Bonjour,
Dans son "Histoire de l'armée française de 1914 à nos jours" (Tempus-Perrin, 2002) - bien utile pour le néophyte que je suis en matière d'histoire militaire - Philippe Masson résume les différentes lectures du "Haltbefehl".
Après nous avoir rappelé que l'ordre d'arrêt des Panzer de Guderian daté du 24 mai avait suscité "les protestations véhémentes de von Brautschich et de Halder" et qu'il "reste à l'origine d'interminables controverses depuis plus d'un demi-siècle", l'historien énumère les différentes interprétations du "Haltbefehl" :
"En donnant cet ordre, Hitler n'aurait fait que confirmer une directive de von Rundstedt destinée à reposer les unités blindées, éprouvées par une progression ininterrompue de près de quinze jours.
Il aurait ensuite voulu éviter d'engager ses chars dans les traquenards de la région marécageuse des Flandres, d'autant plus que les Alliés procédaient à l'inondation des accès du "camp retranché" de Dunkerque. Quant à von Rundstedt, il tenait à regrouper les Panzer au sud dans la perspective d'une contre-attaque alliée et surtout de l'ultime offensive sur la Somme et l'Aisne destinée à éliminer totalement la résistance des armées françaises."
Ensuite, Philippe MASSON présente d'autres versions qui divisent les connaisseurs :
"D'après une autre version, Hitler aurait voulu accorder une faveur à la Luftwaffe, sur les instances de Gœring, en lui donnant mission d'interdire tout rembarquement et d'achever la déconfiture des armées alliées."
Et encore :
"(...)Hitler souhaitait épargner une humiliation à la Grande-Bretagne et l'inciter à conclure une paix de compromis après la chute de la France.
Et la dernière (?) lecture du "Haltbefehl" présentée par Masson :
"En arrêtant les Panzer, le Führer souhaitait accorder un délai de réflexion à Londres et à Paris. En suspendant immédiatement les opérations et en entamant des négociations, Anglais et Français bénéfécieraient de conditios de paix particulièrement avantageuses."

Consigne: Relevez toutes les personnes que le texte sur le « Haltbefehl » désigne par leur nom, dans l'ordre de leur première mention. Le matériau présenté ensuite provient d'une autre source.

Matériau:
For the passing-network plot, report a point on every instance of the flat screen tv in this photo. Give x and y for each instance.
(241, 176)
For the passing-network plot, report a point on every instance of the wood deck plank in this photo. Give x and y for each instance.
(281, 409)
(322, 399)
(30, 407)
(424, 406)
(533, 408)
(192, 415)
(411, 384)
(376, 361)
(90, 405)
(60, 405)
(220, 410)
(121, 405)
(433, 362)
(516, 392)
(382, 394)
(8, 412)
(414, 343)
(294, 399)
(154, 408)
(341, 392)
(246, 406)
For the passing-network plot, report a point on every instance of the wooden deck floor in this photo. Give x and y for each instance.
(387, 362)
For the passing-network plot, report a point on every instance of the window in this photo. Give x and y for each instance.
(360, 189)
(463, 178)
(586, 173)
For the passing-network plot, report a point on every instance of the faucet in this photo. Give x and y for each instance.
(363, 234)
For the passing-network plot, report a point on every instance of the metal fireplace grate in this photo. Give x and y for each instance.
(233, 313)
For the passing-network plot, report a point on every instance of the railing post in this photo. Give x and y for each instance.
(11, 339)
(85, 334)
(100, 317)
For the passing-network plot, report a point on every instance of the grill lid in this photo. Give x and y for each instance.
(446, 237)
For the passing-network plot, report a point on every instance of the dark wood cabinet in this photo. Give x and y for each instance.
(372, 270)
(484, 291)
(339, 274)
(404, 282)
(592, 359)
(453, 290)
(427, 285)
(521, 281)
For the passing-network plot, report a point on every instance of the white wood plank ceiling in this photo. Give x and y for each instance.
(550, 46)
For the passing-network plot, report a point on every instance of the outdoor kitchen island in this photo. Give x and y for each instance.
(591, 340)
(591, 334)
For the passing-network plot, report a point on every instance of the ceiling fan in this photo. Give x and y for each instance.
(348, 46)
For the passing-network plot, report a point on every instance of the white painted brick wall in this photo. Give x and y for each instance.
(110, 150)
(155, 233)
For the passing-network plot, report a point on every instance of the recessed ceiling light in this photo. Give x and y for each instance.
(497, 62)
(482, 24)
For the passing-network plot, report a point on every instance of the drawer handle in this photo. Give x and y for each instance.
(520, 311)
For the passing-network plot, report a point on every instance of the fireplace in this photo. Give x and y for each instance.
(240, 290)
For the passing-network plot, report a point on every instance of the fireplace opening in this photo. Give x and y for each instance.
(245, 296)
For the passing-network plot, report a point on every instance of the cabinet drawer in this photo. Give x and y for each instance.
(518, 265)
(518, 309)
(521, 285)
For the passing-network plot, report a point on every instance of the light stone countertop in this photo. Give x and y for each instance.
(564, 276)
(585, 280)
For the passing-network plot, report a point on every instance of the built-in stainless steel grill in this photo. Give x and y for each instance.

Corrigé: Philippe Masson, Guderian, von Brautschich, Halder, Hitler, von Rundstedt, Gœring